SELECTED EXCERPT
Investigate the basics of color science and how light and color are related.

ELEMENTARY SCHOOL – LEVEL 2

Today, let’s create rainbows of paint by mixing three primary colors. But why show this using a flat traditional wheel—when we can make color explosions in three dimensions! Building a 3D color wheel is a fun study in engineering and spatial thinking. Provide students with paint (red, blue, yellow), paint brushes, stirs, and cups for mixing. They need white paper plates for the painting surface, and paper clips to hold them together.

FUN FACTS

  1. Colorblind people tend to have better night vision.
  2. Approximately seven million different colors can be seen by the human eye.
  3. Impossible colors such as red-green and yellow-blue are colors that are too complex for the human eye.

MATERIALS NEEDED:
❏   4 white paper plates
❏   12 paper clips
❏   Red, blue, yellow paint
❏   Paint brushes
❏   Mixing cups and stirs
❏.  String for hanging

DIRECTIONS:

  1. Fold your plates in half to make a crease. Unfold and lay them flat, then paint the plates in the following color order:
    Plate 1 Front:
    All Blue. Back: Half Blue/Green & Half Blue/Violet
    Plate 2 Front: All Red/Violet. Back: Half Violet & Half Red
    Plate 3 Front: All Orange. Back: Half Red/Orange & Half Yellow/Orange
    Plate 4 Front: All Yellow/Green. Back: Half Yellow & Half Green
    Let the paint dry fully before moving on.
  2. Refold the plates along the crease marks you made, with solid color side folded on the inside. Put a paperclip in the middle.
  3. Crease both open sides into triangles. This will make it look a bit like a bowtie.
  4. Follow the same steps with all 4 of the plates.
  5. Match the plates up with each other to form a primary color wheel.
  6. Attach the plates to each other with paperclips.
  7. Tie a large knot in the string to pull through the center of the color wheel. Make the knot large enough to hang the wheel on.

WHAT DO WE NEED TO KNOW?
The color wheel is a circular illustration of color hues that shows the interaction between primary and secondary colors.

Primary colors: Red, Blue, Yellow Secondary colors: Purple, Green, Orange

OBJECTIVE: Students will be able to develop a model to describe how objects are seen by reflecting light.

ESSENTIAL QUESTIONS:

  • How do we see things?
  • How do we see different colors?

ENGAGE / EXPLORE

  1. Students build the Thaumatrope activity
    1. Allow students to construct
    2. Allow students to play with the toy
  2. Ask students to produce and model (refer to NGSS use of “Model”) how it works
    1. Use words, pictures, and arrows
    2. Students may have gaps in their explanation (that is OK!)

(Segmentation dataset listing)
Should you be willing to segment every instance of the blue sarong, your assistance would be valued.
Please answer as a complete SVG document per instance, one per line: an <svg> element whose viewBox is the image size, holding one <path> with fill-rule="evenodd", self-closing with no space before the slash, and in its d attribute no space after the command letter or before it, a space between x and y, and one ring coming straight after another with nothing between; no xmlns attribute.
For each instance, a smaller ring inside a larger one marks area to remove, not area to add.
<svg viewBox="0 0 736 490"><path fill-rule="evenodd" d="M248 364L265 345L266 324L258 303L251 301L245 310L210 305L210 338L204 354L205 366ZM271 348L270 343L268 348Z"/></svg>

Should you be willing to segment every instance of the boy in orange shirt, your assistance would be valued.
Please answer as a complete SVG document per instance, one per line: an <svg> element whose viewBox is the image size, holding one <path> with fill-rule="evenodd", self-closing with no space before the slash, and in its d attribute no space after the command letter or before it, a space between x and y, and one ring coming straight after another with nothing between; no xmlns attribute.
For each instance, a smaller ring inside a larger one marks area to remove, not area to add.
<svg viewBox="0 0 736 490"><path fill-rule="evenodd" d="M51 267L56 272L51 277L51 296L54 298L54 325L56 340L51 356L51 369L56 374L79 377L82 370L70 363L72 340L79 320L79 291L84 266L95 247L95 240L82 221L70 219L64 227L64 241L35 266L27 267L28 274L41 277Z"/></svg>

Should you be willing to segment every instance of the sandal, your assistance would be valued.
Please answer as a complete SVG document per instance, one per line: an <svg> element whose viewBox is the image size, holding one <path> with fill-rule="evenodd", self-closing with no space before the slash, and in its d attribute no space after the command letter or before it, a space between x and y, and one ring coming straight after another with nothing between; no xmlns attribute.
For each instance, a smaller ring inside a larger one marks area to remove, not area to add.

THE TASK
Answer these questions from the color wheel lesson:
1. How many paper clips does the materials list call for?
2. Which colors does it name as secondary colors?
3. About how many different colors can the human eye see, according to its fun facts?
The listing isn't needed for anything asked here.

ANSWER BELOW
1. 12
2. Purple, green and orange
3. Approximately seven million